Stated goal a
Copy out the lines of the listing below exactly, beginning at the line that contains "TARGET = whole dark avocado" and continuing through the final line of the listing, with both ends included.

Document section
A forward plunge in the realm of alternate dispute resolution – the Mediation Act, 2023
-
26 September 2023 26 September 2023
The Mediation Act, 2023 (the “Act”) has recently received the assent of the President of India on 14 September 2023 and notified in the Gazette on 15 September 2023. The Act will come into force upon notification by the Central Government. With this, the legal landscape of Alternate Dispute Resolution is set to see a new wave of color with the introduction of statutory mediation in India governed by a standalone Act.
The introduction of this Act is indeed a welcome step towards promoting speedy resolution and unclogging the Courts/Tribunal burdened with a huge pendency of case (which presently stands at a staggering number of 50 million cases[1] pending across the Hon’ble Supreme Court, High Courts and various District Courts).
The legislative intent behind the Act is essentially to unburden the judiciary and channelize disputes involving monetary claims for resolution through mediation first. Only when there exists no possibility of settlement is when such dispute may be brought within the purview of judicial intervention.
As on date, India is one of the fastest growing economies in the world, attracting numerous foreign investment opportunities. Considering that India is projected to become the third largest economy in the world in the next few years with its GDP estimated to cross the USD 5 Trillion benchmark, the likelihood of an increase in potential disputes also follows.

Point labels for objects
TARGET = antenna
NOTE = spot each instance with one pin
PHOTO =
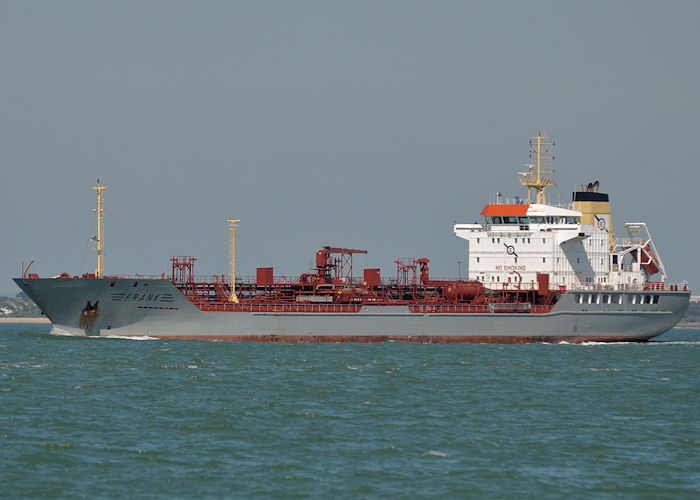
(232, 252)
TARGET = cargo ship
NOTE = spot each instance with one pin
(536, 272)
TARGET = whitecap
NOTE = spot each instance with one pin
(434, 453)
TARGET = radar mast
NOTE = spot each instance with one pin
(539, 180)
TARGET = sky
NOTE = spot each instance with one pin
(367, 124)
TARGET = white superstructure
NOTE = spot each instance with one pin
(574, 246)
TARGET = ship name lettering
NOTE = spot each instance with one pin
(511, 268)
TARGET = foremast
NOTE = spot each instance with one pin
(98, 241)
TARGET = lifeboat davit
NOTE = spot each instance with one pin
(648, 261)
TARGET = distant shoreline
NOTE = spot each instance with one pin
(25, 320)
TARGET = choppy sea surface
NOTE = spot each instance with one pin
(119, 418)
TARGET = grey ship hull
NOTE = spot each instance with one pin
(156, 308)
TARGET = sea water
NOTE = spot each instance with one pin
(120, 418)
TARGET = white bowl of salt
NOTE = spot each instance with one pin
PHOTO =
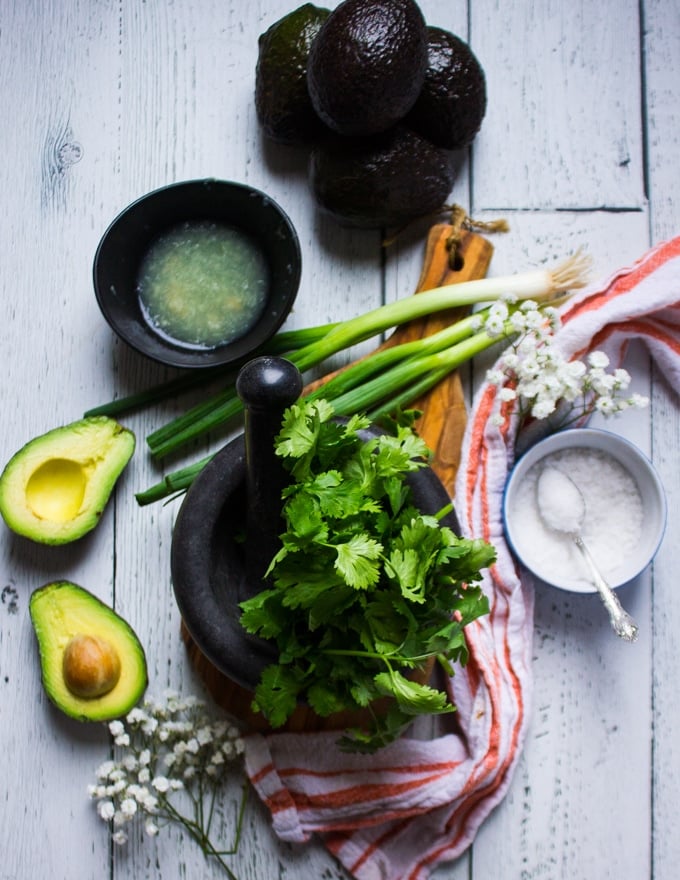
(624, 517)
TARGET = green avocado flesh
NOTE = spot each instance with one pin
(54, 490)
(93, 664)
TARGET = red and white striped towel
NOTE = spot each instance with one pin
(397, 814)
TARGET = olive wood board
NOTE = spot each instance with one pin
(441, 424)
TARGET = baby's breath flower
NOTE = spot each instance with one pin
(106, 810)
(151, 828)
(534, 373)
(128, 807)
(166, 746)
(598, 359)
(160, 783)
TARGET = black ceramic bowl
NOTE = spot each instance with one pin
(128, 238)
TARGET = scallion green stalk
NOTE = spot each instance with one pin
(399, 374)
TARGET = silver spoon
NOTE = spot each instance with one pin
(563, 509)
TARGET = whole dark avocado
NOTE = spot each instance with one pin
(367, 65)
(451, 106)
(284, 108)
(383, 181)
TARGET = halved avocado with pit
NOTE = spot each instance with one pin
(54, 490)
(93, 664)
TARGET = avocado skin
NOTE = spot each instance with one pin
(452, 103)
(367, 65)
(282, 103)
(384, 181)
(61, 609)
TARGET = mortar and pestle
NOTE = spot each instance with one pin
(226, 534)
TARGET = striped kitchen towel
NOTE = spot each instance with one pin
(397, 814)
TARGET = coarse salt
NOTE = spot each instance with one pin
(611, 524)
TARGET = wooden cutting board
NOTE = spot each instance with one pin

Stated goal b
Answer these questions using the article on the Mediation Act, 2023:
(i) On what date did the Act receive the assent of the President of India?
(ii) How many cases are stated to be pending across the Supreme Court, High Courts and District Courts?
(iii) What GDP benchmark is India's GDP estimated to cross?

Exercise response a
TARGET = whole dark avocado
NOTE = spot each instance with one pin
(367, 65)
(451, 106)
(284, 108)
(383, 181)
TARGET = halved avocado with pit
NOTE = spot each instance with one pin
(54, 490)
(93, 664)
TARGET = avocado skin
NOTE = spot each instance with one pin
(452, 103)
(367, 65)
(282, 103)
(384, 181)
(61, 609)
TARGET = mortar and pestle
NOTE = spot each instance with one pin
(226, 534)
TARGET = striped kitchen towel
NOTE = spot each instance with one pin
(397, 814)
TARGET = coarse salt
NOTE = spot each instance with one pin
(611, 524)
TARGET = wooden cutting board
NOTE = spot each instance with one pin

Exercise response b
(i) 14 September 2023
(ii) 50 million
(iii) USD 5 Trillion